◆ **The records**
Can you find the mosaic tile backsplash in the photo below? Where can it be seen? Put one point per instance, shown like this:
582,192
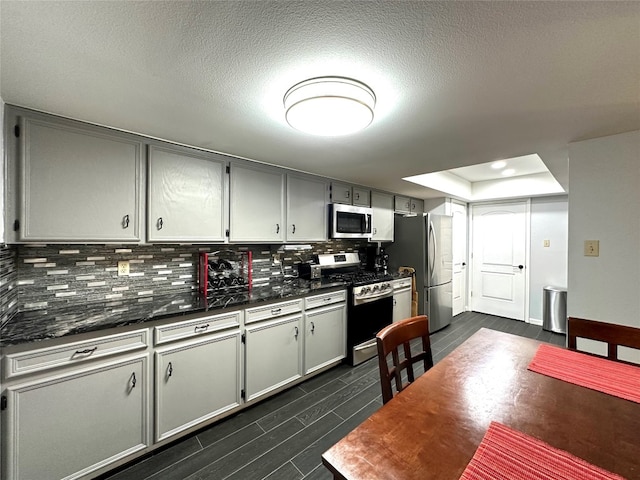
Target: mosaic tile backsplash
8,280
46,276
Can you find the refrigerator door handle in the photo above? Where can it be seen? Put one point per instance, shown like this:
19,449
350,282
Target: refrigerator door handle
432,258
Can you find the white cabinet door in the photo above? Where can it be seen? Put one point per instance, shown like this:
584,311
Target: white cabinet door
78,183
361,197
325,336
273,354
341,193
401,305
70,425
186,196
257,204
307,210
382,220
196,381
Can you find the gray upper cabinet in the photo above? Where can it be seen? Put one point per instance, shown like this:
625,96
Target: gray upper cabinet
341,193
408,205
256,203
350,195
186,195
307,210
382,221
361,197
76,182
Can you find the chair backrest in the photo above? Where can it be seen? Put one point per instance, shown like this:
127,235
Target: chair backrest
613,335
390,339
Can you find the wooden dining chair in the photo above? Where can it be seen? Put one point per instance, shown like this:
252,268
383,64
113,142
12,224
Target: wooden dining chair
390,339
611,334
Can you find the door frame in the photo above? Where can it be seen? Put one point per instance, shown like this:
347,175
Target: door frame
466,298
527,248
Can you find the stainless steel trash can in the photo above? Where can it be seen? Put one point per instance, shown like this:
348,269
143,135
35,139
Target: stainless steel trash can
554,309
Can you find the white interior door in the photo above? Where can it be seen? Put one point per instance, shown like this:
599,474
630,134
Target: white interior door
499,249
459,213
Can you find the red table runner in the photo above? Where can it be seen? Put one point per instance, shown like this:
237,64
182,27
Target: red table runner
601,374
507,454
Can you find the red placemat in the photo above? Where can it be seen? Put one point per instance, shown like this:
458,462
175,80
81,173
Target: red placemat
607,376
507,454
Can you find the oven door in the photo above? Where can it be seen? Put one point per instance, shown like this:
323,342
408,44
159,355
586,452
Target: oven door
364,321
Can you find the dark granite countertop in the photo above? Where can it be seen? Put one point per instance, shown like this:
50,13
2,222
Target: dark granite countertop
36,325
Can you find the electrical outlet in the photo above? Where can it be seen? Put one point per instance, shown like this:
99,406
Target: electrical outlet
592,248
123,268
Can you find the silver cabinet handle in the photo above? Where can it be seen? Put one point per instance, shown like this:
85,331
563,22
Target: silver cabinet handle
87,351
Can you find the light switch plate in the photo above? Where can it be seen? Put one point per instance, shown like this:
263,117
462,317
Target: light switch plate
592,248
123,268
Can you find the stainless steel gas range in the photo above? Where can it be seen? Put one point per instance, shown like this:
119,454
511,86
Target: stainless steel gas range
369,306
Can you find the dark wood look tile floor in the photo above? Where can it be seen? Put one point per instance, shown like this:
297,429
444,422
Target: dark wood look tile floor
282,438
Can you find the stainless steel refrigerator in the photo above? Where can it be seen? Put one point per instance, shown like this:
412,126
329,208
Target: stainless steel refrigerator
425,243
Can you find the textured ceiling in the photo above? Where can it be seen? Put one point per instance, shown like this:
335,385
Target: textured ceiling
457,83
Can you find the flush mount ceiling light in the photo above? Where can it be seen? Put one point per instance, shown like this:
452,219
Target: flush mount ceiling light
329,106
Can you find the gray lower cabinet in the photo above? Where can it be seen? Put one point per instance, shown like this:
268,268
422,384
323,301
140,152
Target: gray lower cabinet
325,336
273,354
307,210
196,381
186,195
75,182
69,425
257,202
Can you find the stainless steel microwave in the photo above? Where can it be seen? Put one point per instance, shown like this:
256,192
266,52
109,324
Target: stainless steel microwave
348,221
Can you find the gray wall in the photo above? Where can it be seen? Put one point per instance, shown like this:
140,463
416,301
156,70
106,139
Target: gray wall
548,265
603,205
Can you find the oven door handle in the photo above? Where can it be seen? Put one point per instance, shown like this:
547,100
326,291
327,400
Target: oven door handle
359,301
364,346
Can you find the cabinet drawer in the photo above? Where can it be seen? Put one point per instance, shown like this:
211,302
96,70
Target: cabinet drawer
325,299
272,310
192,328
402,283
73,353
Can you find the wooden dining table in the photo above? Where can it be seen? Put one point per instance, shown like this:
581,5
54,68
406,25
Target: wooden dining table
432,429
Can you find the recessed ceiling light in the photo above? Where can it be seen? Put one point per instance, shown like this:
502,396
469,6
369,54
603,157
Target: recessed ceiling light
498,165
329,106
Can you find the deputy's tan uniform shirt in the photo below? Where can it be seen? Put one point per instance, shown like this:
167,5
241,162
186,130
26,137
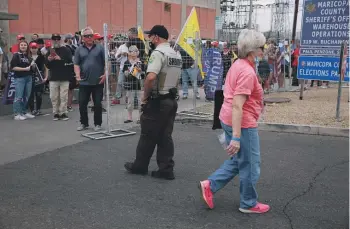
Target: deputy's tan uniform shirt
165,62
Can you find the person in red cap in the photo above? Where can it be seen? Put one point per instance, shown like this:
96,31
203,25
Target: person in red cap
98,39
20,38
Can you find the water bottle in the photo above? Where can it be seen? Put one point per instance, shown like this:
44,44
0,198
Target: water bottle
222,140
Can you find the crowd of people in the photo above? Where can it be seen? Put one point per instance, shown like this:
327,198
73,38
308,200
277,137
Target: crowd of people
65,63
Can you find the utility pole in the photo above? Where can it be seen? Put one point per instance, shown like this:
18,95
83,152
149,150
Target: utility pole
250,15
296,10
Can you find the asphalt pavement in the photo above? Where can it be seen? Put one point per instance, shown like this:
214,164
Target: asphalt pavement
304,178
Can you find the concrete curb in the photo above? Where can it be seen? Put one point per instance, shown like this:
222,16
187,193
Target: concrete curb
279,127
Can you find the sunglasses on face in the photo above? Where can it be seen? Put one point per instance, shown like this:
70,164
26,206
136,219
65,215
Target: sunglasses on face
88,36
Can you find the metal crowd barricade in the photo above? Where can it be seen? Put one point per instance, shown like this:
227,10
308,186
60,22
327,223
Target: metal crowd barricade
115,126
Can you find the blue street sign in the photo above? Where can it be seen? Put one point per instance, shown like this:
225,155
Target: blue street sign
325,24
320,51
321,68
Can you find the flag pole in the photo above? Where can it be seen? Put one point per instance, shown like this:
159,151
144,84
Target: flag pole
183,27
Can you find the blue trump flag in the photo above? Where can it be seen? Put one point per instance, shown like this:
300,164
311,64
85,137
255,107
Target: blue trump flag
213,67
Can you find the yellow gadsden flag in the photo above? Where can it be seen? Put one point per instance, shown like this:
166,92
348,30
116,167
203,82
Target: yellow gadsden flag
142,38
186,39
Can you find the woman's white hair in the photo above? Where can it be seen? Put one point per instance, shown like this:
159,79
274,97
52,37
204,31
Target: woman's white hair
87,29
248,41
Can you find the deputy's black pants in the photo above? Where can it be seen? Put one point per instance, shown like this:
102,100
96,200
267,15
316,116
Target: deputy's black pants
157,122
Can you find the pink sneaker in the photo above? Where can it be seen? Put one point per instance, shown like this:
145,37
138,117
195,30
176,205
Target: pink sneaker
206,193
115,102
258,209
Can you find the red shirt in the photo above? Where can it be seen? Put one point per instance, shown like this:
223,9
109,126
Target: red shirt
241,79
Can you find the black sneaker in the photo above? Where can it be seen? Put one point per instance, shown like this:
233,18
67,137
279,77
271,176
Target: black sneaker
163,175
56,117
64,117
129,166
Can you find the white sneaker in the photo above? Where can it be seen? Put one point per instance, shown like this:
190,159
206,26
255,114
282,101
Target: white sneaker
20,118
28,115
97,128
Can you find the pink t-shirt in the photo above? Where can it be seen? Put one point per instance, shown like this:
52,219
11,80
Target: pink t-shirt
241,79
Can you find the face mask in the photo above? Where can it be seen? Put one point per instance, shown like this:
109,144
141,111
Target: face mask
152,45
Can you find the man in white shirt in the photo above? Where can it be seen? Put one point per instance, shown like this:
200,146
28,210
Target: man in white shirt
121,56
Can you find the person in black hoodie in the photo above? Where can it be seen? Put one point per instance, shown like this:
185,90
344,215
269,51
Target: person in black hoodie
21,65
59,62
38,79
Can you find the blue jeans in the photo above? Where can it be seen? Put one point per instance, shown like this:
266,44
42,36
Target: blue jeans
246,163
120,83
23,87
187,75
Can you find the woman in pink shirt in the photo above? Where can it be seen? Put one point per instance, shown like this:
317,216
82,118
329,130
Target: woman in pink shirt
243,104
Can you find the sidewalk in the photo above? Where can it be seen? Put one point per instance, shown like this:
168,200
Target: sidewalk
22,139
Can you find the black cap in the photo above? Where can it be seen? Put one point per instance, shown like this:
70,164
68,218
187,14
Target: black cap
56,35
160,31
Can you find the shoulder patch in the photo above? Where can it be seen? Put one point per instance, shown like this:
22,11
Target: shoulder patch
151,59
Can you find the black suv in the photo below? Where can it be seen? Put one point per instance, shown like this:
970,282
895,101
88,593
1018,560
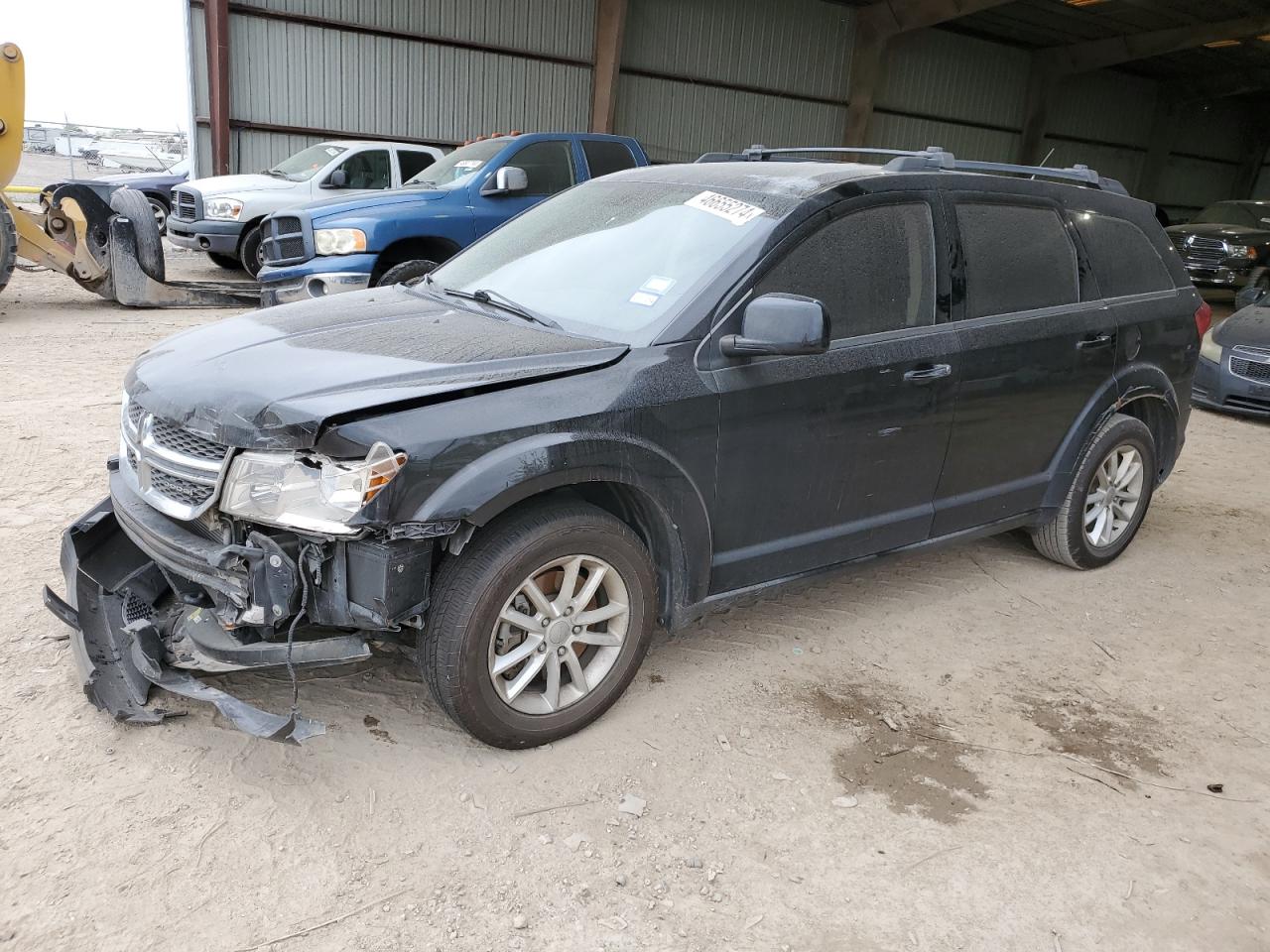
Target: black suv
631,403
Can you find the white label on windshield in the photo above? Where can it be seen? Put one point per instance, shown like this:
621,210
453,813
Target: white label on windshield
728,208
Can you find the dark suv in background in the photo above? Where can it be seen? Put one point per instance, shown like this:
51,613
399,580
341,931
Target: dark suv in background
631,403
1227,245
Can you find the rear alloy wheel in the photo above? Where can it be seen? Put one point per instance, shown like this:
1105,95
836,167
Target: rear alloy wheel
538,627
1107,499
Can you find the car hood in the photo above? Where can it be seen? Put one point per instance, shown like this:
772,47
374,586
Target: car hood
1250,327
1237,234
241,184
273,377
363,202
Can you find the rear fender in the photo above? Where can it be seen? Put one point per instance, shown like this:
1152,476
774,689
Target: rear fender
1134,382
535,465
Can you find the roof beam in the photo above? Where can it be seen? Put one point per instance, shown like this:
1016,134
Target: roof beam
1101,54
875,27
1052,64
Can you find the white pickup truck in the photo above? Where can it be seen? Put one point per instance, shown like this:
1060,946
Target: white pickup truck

◆ **Your task**
Output exactly the lines from the one containing "Can you find the car" through the last line of the entries, both ends included.

◆ **Complete response**
Can you find the car hood in the photo above? Where can it be seen? Put one point per instance, shown like this:
772,47
374,586
Target: car hood
1250,327
1237,234
241,184
273,377
363,202
Can you find the rear fender in the photo above? Where can it be seen? Put one point per instance, shown like this:
1152,476
774,689
Target: rear fender
1134,382
535,465
Can you find the roof beam in the photo above? Where can it be seen? Put one point per instance, shown like this:
1016,134
Target: roof beam
1101,54
875,27
1052,64
Can you find the white pickup truck in the photo above? Where can it be seen? Put one point per instance, shown like this:
1060,946
Target: white pickup truck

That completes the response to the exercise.